Entries from a point annotation set —
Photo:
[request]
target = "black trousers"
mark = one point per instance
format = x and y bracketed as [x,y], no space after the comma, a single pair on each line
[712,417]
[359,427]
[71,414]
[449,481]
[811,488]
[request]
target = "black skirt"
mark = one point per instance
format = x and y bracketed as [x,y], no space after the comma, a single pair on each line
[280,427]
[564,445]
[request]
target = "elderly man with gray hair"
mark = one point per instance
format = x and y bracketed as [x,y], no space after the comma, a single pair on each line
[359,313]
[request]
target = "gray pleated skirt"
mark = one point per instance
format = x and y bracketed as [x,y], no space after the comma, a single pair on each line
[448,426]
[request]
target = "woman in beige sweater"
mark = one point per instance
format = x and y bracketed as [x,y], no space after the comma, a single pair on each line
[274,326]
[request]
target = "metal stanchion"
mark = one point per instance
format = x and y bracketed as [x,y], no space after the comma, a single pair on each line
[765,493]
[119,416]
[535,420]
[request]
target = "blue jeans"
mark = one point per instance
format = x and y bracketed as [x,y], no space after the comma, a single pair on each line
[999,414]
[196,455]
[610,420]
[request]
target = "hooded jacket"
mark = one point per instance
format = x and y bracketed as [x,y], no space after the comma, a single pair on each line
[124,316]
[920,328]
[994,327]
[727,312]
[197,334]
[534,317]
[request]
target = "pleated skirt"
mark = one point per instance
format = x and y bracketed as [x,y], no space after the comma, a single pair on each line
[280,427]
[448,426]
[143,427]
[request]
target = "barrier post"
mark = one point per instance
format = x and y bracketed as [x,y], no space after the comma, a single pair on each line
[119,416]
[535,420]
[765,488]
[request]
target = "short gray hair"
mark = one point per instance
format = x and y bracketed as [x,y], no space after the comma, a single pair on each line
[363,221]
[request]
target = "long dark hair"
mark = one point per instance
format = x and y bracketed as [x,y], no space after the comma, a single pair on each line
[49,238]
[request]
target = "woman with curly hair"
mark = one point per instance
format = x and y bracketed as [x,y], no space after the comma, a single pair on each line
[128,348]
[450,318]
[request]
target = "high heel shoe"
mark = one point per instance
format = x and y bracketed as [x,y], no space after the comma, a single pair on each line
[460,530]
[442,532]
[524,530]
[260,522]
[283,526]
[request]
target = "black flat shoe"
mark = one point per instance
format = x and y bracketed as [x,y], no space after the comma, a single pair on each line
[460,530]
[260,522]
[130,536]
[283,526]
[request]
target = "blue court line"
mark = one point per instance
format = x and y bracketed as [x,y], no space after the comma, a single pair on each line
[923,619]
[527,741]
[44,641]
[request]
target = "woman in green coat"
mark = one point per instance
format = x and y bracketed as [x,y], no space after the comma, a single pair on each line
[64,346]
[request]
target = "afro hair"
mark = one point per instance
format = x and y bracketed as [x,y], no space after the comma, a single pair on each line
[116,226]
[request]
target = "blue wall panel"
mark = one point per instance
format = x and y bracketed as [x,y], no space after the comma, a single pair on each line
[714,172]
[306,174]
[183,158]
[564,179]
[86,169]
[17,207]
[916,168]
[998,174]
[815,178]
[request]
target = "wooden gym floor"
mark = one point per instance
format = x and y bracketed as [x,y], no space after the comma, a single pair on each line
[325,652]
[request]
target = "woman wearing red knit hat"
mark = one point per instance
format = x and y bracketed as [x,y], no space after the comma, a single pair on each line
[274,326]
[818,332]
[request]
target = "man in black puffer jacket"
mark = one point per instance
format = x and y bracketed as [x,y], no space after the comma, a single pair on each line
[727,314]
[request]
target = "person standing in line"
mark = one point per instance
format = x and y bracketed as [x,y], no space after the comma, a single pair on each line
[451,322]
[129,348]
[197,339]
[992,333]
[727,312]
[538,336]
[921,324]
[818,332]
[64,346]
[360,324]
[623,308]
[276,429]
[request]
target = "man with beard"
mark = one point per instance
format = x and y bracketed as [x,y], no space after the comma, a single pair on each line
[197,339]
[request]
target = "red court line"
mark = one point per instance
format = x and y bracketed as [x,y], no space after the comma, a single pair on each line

WHAT THE TASK REQUIRES — Return every line of the listing above that contains the word "shoe".

RESULT FOR THIS TASK —
target = "high heel shoe"
target = "black flat shoe"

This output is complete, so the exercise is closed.